[Collection entries]
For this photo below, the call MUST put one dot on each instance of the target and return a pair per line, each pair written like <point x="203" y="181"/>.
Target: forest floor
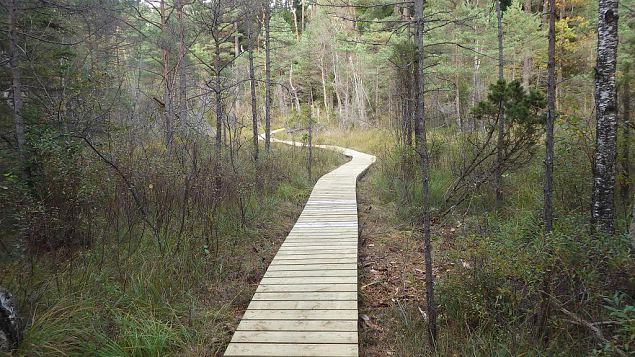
<point x="392" y="277"/>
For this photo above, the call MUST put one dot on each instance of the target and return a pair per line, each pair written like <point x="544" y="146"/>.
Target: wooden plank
<point x="330" y="253"/>
<point x="301" y="315"/>
<point x="297" y="325"/>
<point x="306" y="287"/>
<point x="306" y="304"/>
<point x="320" y="246"/>
<point x="314" y="256"/>
<point x="282" y="267"/>
<point x="303" y="305"/>
<point x="279" y="349"/>
<point x="313" y="280"/>
<point x="310" y="273"/>
<point x="294" y="337"/>
<point x="282" y="296"/>
<point x="315" y="261"/>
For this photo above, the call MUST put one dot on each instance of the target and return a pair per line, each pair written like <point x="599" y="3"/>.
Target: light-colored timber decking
<point x="306" y="304"/>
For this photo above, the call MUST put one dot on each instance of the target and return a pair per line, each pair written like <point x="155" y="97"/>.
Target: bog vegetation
<point x="139" y="206"/>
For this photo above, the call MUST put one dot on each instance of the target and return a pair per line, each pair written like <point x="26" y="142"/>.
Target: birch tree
<point x="603" y="210"/>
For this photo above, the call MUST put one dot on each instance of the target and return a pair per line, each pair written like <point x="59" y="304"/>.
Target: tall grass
<point x="121" y="296"/>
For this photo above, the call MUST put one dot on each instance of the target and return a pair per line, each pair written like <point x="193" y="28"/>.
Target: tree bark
<point x="606" y="119"/>
<point x="267" y="78"/>
<point x="543" y="313"/>
<point x="252" y="81"/>
<point x="16" y="87"/>
<point x="181" y="68"/>
<point x="551" y="116"/>
<point x="165" y="66"/>
<point x="425" y="174"/>
<point x="501" y="116"/>
<point x="218" y="100"/>
<point x="626" y="137"/>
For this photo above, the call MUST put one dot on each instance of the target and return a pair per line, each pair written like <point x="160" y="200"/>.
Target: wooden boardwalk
<point x="306" y="304"/>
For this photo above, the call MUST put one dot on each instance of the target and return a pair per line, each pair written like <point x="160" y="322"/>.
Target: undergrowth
<point x="118" y="294"/>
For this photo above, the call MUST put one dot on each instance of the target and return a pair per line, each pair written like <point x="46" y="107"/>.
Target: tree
<point x="16" y="85"/>
<point x="267" y="23"/>
<point x="501" y="114"/>
<point x="603" y="205"/>
<point x="252" y="35"/>
<point x="551" y="115"/>
<point x="425" y="172"/>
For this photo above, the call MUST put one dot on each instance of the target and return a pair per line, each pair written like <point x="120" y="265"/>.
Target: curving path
<point x="306" y="304"/>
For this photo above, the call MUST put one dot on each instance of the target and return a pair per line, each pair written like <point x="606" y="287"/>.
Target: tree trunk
<point x="501" y="116"/>
<point x="182" y="74"/>
<point x="457" y="87"/>
<point x="425" y="174"/>
<point x="543" y="313"/>
<point x="267" y="79"/>
<point x="310" y="142"/>
<point x="631" y="230"/>
<point x="295" y="22"/>
<point x="167" y="91"/>
<point x="626" y="137"/>
<point x="295" y="93"/>
<point x="606" y="119"/>
<point x="218" y="99"/>
<point x="252" y="82"/>
<point x="16" y="87"/>
<point x="551" y="116"/>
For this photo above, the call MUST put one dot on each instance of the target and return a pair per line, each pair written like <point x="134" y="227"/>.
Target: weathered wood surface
<point x="306" y="304"/>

What to produce:
With images excluded, write the records above out again exactly.

Solved exercise:
For this photo below, the call MUST put one dot on each instance of the target and return a pair per line, each pair written like <point x="203" y="181"/>.
Target: forest floor
<point x="392" y="277"/>
For this photo above, the call MUST put one dot on each instance of the target and return a pair per line, each pair written like <point x="544" y="146"/>.
Target: wooden plank
<point x="330" y="253"/>
<point x="301" y="315"/>
<point x="297" y="325"/>
<point x="306" y="287"/>
<point x="306" y="304"/>
<point x="320" y="246"/>
<point x="314" y="256"/>
<point x="282" y="267"/>
<point x="303" y="305"/>
<point x="279" y="349"/>
<point x="313" y="280"/>
<point x="310" y="273"/>
<point x="294" y="337"/>
<point x="282" y="296"/>
<point x="315" y="261"/>
For this photo above, the call MUST put one dot on each instance of the target and return a pair per line, each pair written like <point x="599" y="3"/>.
Target: light-colored timber decking
<point x="306" y="304"/>
For this photo above, the call MUST put one dot on each instance of the target and return a pair per line, each pair written like <point x="155" y="97"/>.
Target: bog vegetation
<point x="139" y="206"/>
For this photo above, the call MUST put one dot on each instance of the target and return a pair per line, each pair written like <point x="26" y="142"/>.
Target: birch tree
<point x="603" y="210"/>
For this photo above, the call MUST put one dot on each instance of the target and return a pair per line, each pair written like <point x="59" y="304"/>.
Target: tall grass
<point x="121" y="296"/>
For this photo above, the call MUST put one dot on each instance of the target and return a pair per line, each pair written like <point x="193" y="28"/>.
Target: tree bark
<point x="606" y="119"/>
<point x="267" y="78"/>
<point x="543" y="313"/>
<point x="252" y="81"/>
<point x="16" y="87"/>
<point x="181" y="68"/>
<point x="551" y="116"/>
<point x="165" y="66"/>
<point x="425" y="174"/>
<point x="501" y="116"/>
<point x="218" y="100"/>
<point x="626" y="137"/>
For this photo above, the call MUST put one dot on each instance of the target and return a pair per line, each pair written like <point x="160" y="200"/>.
Target: wooden boardwalk
<point x="306" y="304"/>
For this photo above, the call MUST put one dot on each instance of the target and return a pair per line, each pair written like <point x="160" y="322"/>.
Target: undergrowth
<point x="118" y="294"/>
For this photo above, the call MUST put one dot on each instance of the target and return a pair per line, each pair written like <point x="46" y="107"/>.
Target: tree
<point x="16" y="85"/>
<point x="267" y="23"/>
<point x="501" y="114"/>
<point x="603" y="205"/>
<point x="252" y="35"/>
<point x="551" y="115"/>
<point x="425" y="172"/>
For this photo above, the call MUST put one dot on each instance of the target and return a pair per line, each pair written like <point x="120" y="265"/>.
Target: curving path
<point x="306" y="304"/>
For this photo above, the call MUST put one dot on each instance of the target and return a pair per line, each pair written like <point x="606" y="287"/>.
Target: tree trunk
<point x="501" y="116"/>
<point x="182" y="74"/>
<point x="457" y="87"/>
<point x="425" y="174"/>
<point x="543" y="313"/>
<point x="267" y="79"/>
<point x="310" y="142"/>
<point x="631" y="230"/>
<point x="295" y="22"/>
<point x="167" y="91"/>
<point x="626" y="137"/>
<point x="295" y="93"/>
<point x="606" y="119"/>
<point x="218" y="99"/>
<point x="252" y="82"/>
<point x="16" y="87"/>
<point x="551" y="116"/>
For this photo above, the call MUST put one dot on each instance of the target and return a pair per line, each pair written like <point x="134" y="227"/>.
Target: weathered wood surface
<point x="306" y="304"/>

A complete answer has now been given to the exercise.